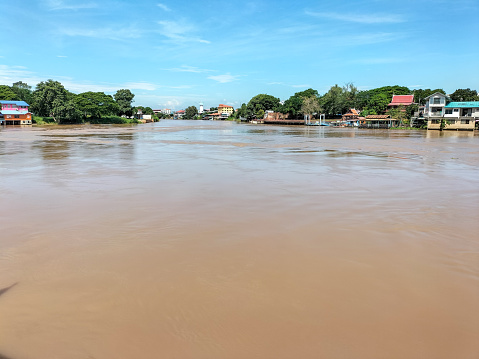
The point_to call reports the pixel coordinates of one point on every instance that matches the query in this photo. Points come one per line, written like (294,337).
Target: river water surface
(190,239)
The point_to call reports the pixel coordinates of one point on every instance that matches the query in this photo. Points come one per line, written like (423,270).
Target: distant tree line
(338,100)
(51,99)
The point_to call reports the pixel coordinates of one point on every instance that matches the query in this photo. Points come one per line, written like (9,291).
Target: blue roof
(18,103)
(462,104)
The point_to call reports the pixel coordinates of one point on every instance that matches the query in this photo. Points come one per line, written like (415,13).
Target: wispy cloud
(179,31)
(223,78)
(379,60)
(104,33)
(359,18)
(186,68)
(163,7)
(140,86)
(69,5)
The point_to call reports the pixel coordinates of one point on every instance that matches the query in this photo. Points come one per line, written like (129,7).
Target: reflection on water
(191,239)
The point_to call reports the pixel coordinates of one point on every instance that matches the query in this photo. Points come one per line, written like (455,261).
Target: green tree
(66,111)
(190,112)
(310,106)
(464,95)
(96,104)
(333,101)
(46,92)
(261,102)
(124,99)
(7,94)
(23,91)
(294,103)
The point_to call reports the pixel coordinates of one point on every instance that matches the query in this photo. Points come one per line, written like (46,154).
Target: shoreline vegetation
(108,120)
(51,103)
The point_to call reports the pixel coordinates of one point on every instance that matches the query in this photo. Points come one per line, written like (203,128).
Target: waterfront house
(379,121)
(352,114)
(179,114)
(15,113)
(442,114)
(401,100)
(435,103)
(457,116)
(225,111)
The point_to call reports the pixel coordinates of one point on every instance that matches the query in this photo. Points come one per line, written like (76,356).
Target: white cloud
(360,18)
(223,78)
(69,5)
(140,86)
(104,33)
(179,31)
(163,7)
(186,68)
(379,60)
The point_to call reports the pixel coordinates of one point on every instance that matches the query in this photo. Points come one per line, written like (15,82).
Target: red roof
(405,100)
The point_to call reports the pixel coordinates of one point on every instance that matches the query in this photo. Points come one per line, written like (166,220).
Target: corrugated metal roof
(18,103)
(466,104)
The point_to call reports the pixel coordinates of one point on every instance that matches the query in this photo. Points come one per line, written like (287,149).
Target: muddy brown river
(209,240)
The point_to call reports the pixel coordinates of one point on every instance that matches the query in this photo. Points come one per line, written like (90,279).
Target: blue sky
(173,54)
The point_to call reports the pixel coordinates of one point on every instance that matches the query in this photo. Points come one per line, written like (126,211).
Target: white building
(442,114)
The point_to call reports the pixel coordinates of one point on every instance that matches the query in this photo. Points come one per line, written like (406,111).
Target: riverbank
(42,121)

- - -

→ **What is required**: Write out all of the rows above word for word, but leave out the pictures.

→ **Complete answer**:
The point_to call reports the pixel coordinates of one point on every instance that matches the query in this photo. Points come one per line, written like (294,337).
Target: river water surface
(190,239)
The point_to call reports the pixel coordinates of one point on every instance that matches the query in this photo. Points come one per line, written like (423,270).
Target: distant tree line
(338,100)
(51,99)
The point_to call reports the pixel coordinates of one point on every instance that matches the query in this photo. Points come one per line, written like (9,291).
Target: blue roof
(18,103)
(462,104)
The point_to call reports the pixel coordinates of one point on every instance that matches the query in this photo. Points come one per line, written like (415,13).
Target: wispy cloud
(179,31)
(223,78)
(379,60)
(104,33)
(359,18)
(186,68)
(163,7)
(140,86)
(69,5)
The point_to call reports the pixel coordinates of one point on every instance that matches the query in this photo. Points come one per line, written like (129,7).
Target: reflection on water
(191,239)
The point_to call reports the pixel coordinates of one point on every instance that matches the query in this photo. Points come one per line, written like (455,261).
Target: green tree
(66,111)
(190,112)
(310,106)
(464,95)
(96,104)
(333,101)
(46,92)
(261,102)
(124,99)
(7,94)
(23,91)
(294,103)
The point_to call reports the pixel coordinates of one point on every instance that matches the query in this photo. Points come one per line, written like (46,154).
Target: shoreline vegetation
(108,120)
(51,103)
The point_to call reports the pixel coordinates of one point on every instance that matches the query in this photo. Points come one per line, written like (203,128).
Target: waterfront house
(379,121)
(352,114)
(179,114)
(15,113)
(442,114)
(401,100)
(435,103)
(457,116)
(225,111)
The point_to call reports the pixel coordinates of one point on every instance that matches the query in this photo. Points come one per line, written like (76,356).
Target: white cloud
(360,18)
(223,78)
(69,5)
(140,86)
(104,33)
(179,31)
(163,7)
(186,68)
(379,60)
The point_to call reports the pixel coordinates of one point on every instance that matches the query in this photo. Points come one per line, written like (15,82).
Target: red roof
(405,100)
The point_to call reports the pixel coordinates of one point on every instance that matches the query in this photo. Points come one per line, written like (166,220).
Target: corrugated metal roof
(18,103)
(466,104)
The point_to call reports the pixel coordinates of one point on every instance that matches the query in this photo. Points come one per line, written like (287,149).
Target: muddy brown river
(209,240)
The point_to call reports the pixel coordinates of one point on every instance that matches the query in this photo. Points come one per line, written like (90,279).
Target: blue sky
(173,54)
The point_to call reports the pixel coordinates of one point on every instance that matches the query in this photo. Points come one per line, written like (126,211).
Target: white building
(442,114)
The point_to call reports the pixel coordinates of one point on every instance that matches the query in this photo. Points come one per line, written like (406,111).
Target: riverbank
(42,121)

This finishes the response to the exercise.